WORK INSTRUCTION
Write the lines from the start of the rows through the line with "positive clicks: (518, 92)" as a JSON list of strings, one string per line and no blank lines.
------ DATA FOR REVIEW ------
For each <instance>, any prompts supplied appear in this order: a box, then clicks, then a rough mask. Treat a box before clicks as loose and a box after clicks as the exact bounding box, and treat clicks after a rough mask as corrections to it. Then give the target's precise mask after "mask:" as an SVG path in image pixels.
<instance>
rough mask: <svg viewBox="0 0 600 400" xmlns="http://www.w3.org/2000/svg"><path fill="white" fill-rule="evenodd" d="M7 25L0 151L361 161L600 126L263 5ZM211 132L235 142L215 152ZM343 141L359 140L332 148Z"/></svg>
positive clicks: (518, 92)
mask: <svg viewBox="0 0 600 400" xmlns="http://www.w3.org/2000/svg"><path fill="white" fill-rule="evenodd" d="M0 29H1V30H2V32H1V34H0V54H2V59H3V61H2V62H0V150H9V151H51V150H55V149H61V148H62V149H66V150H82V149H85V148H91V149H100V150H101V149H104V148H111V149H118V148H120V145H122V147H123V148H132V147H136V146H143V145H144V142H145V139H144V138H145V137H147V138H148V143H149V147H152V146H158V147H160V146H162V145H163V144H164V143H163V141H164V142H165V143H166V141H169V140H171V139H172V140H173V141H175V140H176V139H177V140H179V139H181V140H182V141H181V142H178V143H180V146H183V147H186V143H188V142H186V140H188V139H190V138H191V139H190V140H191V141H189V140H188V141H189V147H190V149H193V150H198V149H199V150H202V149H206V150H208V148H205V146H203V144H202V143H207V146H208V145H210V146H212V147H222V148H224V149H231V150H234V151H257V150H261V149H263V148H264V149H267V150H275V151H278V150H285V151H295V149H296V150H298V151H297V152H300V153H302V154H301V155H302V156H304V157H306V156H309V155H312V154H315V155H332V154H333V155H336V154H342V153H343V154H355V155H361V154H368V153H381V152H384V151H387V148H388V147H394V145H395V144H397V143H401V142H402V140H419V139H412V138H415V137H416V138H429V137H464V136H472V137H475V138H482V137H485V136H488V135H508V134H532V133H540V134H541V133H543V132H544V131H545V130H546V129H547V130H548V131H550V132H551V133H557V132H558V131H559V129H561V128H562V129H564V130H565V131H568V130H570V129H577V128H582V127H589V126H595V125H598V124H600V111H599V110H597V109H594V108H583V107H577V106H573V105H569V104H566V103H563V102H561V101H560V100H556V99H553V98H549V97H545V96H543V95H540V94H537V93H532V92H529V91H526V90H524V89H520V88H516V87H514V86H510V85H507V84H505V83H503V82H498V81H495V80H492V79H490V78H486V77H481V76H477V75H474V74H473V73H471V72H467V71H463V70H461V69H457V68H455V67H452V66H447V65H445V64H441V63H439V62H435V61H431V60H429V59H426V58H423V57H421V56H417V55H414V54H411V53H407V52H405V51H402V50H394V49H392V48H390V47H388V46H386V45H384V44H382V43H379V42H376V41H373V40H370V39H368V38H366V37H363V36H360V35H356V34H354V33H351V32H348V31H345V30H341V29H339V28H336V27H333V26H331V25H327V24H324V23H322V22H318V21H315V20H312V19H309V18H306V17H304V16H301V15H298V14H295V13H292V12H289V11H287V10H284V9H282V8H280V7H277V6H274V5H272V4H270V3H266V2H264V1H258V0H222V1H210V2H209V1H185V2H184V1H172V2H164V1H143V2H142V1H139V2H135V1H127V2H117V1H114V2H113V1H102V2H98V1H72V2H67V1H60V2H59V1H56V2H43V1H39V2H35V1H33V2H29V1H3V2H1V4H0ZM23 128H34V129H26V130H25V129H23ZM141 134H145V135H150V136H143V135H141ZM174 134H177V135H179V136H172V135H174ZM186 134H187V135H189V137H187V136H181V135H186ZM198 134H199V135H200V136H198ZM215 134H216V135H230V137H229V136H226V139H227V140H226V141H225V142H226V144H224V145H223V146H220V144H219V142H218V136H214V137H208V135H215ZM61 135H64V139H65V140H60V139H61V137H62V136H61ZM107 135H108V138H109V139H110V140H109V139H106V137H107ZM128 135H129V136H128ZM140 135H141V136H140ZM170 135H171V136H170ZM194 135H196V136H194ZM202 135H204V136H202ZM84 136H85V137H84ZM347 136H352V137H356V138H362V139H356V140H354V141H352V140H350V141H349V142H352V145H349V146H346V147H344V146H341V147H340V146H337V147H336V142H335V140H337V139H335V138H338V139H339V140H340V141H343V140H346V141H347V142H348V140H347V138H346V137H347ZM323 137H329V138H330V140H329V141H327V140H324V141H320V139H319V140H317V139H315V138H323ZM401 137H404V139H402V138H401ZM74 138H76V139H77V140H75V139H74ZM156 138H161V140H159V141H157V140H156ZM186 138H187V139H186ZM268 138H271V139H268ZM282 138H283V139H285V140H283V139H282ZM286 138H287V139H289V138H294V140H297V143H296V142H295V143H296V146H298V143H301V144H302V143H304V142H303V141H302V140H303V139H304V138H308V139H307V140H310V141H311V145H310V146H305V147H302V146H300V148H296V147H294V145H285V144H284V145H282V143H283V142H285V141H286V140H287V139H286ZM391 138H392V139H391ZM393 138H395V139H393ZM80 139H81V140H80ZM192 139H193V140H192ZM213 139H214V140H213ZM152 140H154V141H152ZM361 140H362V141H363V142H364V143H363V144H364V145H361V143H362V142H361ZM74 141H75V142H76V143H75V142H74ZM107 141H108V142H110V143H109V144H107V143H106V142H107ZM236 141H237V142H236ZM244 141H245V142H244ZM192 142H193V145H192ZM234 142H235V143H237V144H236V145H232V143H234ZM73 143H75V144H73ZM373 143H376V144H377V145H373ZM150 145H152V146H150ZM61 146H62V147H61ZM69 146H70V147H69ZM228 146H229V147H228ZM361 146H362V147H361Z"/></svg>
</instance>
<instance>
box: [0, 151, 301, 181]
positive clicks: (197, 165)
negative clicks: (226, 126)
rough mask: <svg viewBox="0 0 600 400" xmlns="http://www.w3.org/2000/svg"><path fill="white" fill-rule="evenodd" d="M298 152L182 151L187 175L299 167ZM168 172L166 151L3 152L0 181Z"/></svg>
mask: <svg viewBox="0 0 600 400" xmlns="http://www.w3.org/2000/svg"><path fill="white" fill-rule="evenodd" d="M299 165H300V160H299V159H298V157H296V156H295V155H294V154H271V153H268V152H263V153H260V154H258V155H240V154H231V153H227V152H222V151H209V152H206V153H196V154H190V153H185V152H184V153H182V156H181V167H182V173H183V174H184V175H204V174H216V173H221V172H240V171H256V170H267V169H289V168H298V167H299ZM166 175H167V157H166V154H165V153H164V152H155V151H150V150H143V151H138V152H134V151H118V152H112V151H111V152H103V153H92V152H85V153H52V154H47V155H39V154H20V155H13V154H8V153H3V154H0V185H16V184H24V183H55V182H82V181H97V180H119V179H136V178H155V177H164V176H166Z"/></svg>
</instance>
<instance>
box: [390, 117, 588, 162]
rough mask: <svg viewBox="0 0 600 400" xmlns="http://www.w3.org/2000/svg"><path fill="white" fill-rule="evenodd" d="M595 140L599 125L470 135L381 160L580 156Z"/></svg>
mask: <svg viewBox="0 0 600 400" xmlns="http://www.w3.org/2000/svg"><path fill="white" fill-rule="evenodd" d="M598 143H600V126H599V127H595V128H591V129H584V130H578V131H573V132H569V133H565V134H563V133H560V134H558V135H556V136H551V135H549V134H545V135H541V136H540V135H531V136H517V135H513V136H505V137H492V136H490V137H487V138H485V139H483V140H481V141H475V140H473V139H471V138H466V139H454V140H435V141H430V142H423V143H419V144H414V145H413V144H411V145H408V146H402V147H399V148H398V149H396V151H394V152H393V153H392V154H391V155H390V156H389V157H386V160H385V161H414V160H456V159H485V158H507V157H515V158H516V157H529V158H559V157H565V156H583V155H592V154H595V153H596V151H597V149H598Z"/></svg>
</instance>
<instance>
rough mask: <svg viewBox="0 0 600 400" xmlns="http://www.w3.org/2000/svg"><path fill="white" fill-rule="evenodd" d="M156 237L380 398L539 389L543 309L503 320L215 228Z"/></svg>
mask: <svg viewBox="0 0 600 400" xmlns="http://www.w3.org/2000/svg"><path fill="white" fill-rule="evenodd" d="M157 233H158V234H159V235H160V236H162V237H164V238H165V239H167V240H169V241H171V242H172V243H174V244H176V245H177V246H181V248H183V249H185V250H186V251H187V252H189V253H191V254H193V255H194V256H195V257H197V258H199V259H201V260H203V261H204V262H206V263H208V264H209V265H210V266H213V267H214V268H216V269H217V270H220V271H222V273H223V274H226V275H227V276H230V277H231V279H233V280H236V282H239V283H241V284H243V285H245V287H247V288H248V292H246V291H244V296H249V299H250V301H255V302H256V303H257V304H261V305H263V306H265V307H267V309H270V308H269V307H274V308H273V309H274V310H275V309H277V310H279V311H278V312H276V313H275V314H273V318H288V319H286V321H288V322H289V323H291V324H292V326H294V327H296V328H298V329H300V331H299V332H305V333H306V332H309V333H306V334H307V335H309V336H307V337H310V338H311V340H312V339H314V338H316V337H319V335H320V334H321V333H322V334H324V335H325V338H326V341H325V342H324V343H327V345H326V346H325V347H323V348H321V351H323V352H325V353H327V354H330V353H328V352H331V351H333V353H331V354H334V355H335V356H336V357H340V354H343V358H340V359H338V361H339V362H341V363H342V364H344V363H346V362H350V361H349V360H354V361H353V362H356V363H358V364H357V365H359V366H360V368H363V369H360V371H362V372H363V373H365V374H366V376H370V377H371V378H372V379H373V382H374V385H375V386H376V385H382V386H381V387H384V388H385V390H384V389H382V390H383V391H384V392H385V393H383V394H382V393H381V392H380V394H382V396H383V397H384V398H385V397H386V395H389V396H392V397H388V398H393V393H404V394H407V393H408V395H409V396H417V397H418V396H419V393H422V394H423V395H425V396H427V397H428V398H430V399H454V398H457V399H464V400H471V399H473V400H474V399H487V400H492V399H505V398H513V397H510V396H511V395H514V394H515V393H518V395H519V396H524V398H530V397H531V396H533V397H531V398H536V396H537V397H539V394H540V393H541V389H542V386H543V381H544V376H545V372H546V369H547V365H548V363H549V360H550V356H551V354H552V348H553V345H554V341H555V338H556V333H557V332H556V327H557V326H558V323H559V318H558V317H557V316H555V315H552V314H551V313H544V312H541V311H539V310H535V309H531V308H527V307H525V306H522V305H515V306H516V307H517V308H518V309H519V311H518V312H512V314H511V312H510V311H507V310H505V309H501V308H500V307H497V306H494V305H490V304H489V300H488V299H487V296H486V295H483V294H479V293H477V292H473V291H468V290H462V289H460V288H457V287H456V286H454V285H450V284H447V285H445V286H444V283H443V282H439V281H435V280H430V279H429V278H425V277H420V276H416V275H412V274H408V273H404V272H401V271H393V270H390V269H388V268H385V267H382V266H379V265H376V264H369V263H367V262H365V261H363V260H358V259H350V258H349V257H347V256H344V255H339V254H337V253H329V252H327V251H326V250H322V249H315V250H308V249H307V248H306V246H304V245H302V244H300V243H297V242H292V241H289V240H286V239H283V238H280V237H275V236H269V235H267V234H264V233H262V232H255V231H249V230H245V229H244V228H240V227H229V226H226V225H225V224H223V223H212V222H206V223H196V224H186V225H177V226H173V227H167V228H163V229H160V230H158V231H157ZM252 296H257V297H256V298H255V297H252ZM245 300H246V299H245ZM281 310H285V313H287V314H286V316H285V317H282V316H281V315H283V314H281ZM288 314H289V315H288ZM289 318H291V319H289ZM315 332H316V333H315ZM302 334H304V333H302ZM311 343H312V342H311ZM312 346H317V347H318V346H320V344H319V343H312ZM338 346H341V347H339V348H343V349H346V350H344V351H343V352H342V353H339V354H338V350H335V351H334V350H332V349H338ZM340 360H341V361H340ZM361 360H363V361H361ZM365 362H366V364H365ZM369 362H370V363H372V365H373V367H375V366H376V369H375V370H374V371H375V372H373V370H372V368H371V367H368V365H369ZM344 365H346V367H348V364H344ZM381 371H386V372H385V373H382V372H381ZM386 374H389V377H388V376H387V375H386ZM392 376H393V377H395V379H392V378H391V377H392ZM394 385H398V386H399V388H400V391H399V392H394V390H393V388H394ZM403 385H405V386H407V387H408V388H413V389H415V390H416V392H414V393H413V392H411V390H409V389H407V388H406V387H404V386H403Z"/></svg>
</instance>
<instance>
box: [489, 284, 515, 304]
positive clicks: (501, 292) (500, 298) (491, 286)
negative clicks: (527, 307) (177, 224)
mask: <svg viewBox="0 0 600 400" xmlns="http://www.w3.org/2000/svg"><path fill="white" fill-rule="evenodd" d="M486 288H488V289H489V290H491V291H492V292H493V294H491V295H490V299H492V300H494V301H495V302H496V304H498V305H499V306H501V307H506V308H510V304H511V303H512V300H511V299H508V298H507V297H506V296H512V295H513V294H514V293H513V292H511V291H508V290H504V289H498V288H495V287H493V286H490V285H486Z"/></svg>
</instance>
------
RESPONSE AREA
[
  "For each <instance>, any prompts supplied appear in this order: a box, then clicks, then a rough mask. Treat a box before clicks as loose and a box after clicks as the exact bounding box, and treat clicks after a rough mask as corrections to it. Then give the target's precise mask after \"mask:\" as an SVG path in image pixels.",
  "<instance>",
  "rough mask: <svg viewBox=\"0 0 600 400\" xmlns=\"http://www.w3.org/2000/svg\"><path fill=\"white\" fill-rule=\"evenodd\" d=\"M7 25L0 151L361 161L600 126L263 5ZM211 132L235 142L215 152ZM343 141L359 140L332 148Z\"/></svg>",
  "positive clicks: (518, 92)"
]